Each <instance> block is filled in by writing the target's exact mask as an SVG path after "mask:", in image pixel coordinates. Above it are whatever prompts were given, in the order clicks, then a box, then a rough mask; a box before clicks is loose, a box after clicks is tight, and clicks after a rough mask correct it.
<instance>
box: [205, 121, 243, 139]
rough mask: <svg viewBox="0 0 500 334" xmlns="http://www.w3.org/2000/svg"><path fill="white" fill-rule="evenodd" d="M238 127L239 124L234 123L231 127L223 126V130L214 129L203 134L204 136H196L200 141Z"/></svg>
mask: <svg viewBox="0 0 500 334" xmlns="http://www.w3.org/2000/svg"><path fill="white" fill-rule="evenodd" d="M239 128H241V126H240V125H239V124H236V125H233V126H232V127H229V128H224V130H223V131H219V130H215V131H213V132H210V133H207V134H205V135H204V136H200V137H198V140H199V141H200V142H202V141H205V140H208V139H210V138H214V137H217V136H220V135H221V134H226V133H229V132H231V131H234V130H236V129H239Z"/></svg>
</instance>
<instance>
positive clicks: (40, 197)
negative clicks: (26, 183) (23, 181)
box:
|---|
*PROBLEM TO SOLVE:* Every entry must appear in the answer, reproduced exactly.

*RESULT OF THE EXERCISE:*
Each <instance> block is filled in by writing the target's exact mask as an SVG path after "mask:", in image pixel coordinates. Above it are whatever prompts were given, in the order clicks, then a box, then a rough mask; a box before clicks is loose, a box after clicks is tight, and clicks after a rough mask correct it.
<instance>
box: [205, 121, 243, 139]
rough mask: <svg viewBox="0 0 500 334" xmlns="http://www.w3.org/2000/svg"><path fill="white" fill-rule="evenodd" d="M238 127L239 124L234 123L231 127L223 126V130L214 129L203 134L204 136H196L200 141Z"/></svg>
mask: <svg viewBox="0 0 500 334" xmlns="http://www.w3.org/2000/svg"><path fill="white" fill-rule="evenodd" d="M239 128H241V126H240V125H239V124H236V125H233V126H232V127H229V128H224V130H223V131H219V130H215V131H213V132H210V133H207V134H205V135H204V136H200V137H198V140H199V141H200V142H202V141H205V140H208V139H210V138H214V137H217V136H220V135H221V134H226V133H229V132H231V131H234V130H236V129H239Z"/></svg>
</instance>
<instance>
positive clicks: (40, 197)
negative clicks: (26, 183) (23, 181)
box:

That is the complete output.